A block of data
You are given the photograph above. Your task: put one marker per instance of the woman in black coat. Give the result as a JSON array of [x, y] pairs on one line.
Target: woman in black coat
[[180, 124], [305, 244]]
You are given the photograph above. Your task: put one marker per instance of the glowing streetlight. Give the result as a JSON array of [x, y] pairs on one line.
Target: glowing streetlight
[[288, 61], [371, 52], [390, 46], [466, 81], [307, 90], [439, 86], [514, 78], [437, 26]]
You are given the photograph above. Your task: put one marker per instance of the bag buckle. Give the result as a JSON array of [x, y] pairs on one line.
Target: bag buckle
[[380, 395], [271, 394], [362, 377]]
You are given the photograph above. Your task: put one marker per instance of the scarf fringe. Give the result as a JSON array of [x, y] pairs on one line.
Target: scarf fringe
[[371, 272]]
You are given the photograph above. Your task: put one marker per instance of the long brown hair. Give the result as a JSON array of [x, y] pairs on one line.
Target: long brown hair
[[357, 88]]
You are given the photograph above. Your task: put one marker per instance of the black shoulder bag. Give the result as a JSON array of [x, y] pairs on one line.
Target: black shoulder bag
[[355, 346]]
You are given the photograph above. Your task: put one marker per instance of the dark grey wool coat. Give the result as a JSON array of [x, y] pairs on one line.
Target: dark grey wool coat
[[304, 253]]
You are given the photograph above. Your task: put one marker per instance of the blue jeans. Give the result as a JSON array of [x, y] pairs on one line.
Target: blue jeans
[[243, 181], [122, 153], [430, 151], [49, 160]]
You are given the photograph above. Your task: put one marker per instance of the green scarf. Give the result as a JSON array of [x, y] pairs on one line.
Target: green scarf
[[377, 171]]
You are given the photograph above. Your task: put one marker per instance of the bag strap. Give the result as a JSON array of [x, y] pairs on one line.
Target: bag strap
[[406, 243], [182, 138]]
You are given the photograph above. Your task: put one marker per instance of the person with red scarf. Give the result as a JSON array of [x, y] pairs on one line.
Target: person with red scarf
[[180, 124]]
==
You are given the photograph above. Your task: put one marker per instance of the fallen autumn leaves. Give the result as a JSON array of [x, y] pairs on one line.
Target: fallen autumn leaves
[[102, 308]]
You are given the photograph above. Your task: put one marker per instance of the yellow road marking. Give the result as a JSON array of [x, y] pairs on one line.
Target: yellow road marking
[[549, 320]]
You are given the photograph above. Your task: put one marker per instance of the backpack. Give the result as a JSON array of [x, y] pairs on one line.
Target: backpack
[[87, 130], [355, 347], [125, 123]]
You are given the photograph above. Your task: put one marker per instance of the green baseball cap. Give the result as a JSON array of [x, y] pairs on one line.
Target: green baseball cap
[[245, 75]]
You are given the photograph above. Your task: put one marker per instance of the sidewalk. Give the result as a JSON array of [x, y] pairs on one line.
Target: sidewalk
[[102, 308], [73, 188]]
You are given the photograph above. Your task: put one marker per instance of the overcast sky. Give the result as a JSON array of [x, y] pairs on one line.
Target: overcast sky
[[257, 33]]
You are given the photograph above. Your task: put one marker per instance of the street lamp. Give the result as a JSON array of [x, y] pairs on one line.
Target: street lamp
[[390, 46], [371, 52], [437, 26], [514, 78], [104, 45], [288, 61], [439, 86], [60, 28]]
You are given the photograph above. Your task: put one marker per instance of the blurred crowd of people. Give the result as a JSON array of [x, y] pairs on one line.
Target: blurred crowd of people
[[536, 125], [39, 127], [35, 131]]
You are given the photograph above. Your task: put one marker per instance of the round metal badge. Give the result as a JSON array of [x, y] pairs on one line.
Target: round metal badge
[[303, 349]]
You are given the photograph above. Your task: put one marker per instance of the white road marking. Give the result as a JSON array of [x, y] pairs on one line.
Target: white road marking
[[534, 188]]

■ **Goal of the exercise**: Copy everything from the line containing "of the glowing" down to the line containing "[[243, 181], [122, 153], [430, 151], [49, 160]]", keeping both of those lines and reproducing each one character for character.

■ **Solution for this task**:
You are given the photograph above. Your task: put one marker per instance of the glowing streetlight. Give the result as a JSON array of [x, y] pairs on one line.
Target: glowing streetlight
[[288, 61], [371, 52], [390, 46], [466, 81], [307, 90], [439, 86], [514, 78], [437, 26]]
You are given the photograph above. Your task: put one marker per instance of the bag buckle. Give the result as a JSON array of [x, y] pairs on one line.
Target: bag buckle
[[380, 395], [271, 394], [362, 377]]
You are given the photograph above. Your task: put one marker per instance of the scarf fringe. Give the result as a JSON array of [x, y] pairs on one line.
Target: scarf fringe
[[371, 272]]
You are given the photograph above. Your task: put one marker per instance of the long brown hair. Give the result as a JSON array of [x, y] pairs on one line.
Target: long brown hair
[[357, 88]]
You are given the photograph above. Your task: put one marker per instance of the black shoulder bag. Give the result as a JSON array of [x, y] pairs on one line.
Target: black shoulder bag
[[355, 346]]
You are given the photograph above. Your task: put one marker per instance of the dark grey wool coat. Give the result as a JSON array of [x, y] pairs on one line.
Target: dark grey wool coat
[[304, 253]]
You are given the photograph above. Your task: put one marker per instance of the blue jeans. Give the result as a JSON array of [x, y] pairs on one line.
Target: blue jeans
[[243, 181], [122, 153], [430, 151], [49, 160]]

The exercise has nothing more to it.